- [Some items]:
* begin *

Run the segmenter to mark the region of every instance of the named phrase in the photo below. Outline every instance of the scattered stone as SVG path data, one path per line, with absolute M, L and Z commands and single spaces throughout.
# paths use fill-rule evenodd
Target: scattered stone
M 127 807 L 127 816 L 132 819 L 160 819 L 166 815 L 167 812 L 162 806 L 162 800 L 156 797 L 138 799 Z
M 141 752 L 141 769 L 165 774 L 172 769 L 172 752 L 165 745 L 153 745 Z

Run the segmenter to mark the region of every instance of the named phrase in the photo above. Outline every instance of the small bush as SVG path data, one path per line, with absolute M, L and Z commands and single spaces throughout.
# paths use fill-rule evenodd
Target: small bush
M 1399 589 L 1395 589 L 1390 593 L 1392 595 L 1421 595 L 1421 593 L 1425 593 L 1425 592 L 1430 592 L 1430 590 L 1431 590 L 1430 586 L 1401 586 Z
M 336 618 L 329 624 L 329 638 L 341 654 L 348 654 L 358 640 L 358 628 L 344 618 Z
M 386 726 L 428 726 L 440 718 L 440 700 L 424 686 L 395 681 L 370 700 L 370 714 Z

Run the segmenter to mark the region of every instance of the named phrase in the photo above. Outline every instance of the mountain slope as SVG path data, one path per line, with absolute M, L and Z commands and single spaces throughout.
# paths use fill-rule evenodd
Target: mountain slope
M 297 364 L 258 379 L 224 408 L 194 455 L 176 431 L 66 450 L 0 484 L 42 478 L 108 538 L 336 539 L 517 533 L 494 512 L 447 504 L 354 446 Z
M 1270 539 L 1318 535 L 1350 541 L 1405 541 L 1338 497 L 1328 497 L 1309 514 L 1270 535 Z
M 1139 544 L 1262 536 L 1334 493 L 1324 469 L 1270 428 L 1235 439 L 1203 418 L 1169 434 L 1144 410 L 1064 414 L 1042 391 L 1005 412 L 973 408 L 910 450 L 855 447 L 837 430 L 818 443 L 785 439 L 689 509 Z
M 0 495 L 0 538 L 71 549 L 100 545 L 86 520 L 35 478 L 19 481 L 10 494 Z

* end *

- [Problem to solve]: Put every line of the items above into a numbered list, skipping the blank lines.

- [Exercise answer]:
1. Run the segmenter to mark the region of every instance of the named phrase in the photo below. Outline every instance of the scattered stone as SVG path data, one path per line, with absolute M, L and Z commands and single spaces throughout.
2. # paths use fill-rule evenodd
3. Target: scattered stone
4. M 127 807 L 127 816 L 132 819 L 160 819 L 166 815 L 167 812 L 162 806 L 162 800 L 156 797 L 138 799 Z
5. M 141 752 L 141 769 L 165 774 L 172 769 L 172 752 L 165 745 L 153 745 Z
6. Run the segmenter to mark the region of every instance of the named phrase in the photo above. Outline every instance of the small bush as SVG path data, one path per line, with absolute M, L and Z commands and single spaces throughout.
7. # paths use fill-rule evenodd
8. Target: small bush
9. M 1399 589 L 1395 589 L 1390 593 L 1392 595 L 1421 595 L 1421 593 L 1425 593 L 1425 592 L 1430 592 L 1430 590 L 1431 590 L 1430 586 L 1401 586 Z
10. M 336 618 L 329 624 L 329 638 L 341 654 L 348 654 L 358 640 L 358 628 L 344 618 Z
11. M 386 726 L 428 726 L 440 718 L 440 700 L 424 686 L 395 681 L 370 700 L 370 714 Z
12. Run the segmenter to mark the region of every instance of the named phrase in the photo above. Outline every instance of the mountain slope as SVG path data, one path per line, with absolute M, L and Z commands and single spaces throughout.
13. # paths use fill-rule evenodd
14. Target: mountain slope
15. M 297 364 L 258 379 L 224 408 L 194 455 L 176 431 L 66 450 L 0 484 L 42 478 L 108 538 L 336 539 L 517 533 L 494 512 L 447 504 L 354 446 Z
16. M 1270 539 L 1318 535 L 1350 541 L 1405 541 L 1338 497 L 1328 497 L 1309 514 L 1270 535 Z
17. M 1139 544 L 1262 536 L 1334 493 L 1324 469 L 1270 428 L 1235 439 L 1203 418 L 1169 434 L 1144 410 L 1064 414 L 1042 391 L 1005 412 L 973 408 L 910 450 L 855 447 L 837 430 L 818 443 L 785 439 L 689 509 Z
18. M 0 495 L 0 538 L 71 549 L 100 545 L 86 520 L 35 478 L 19 481 L 10 494 Z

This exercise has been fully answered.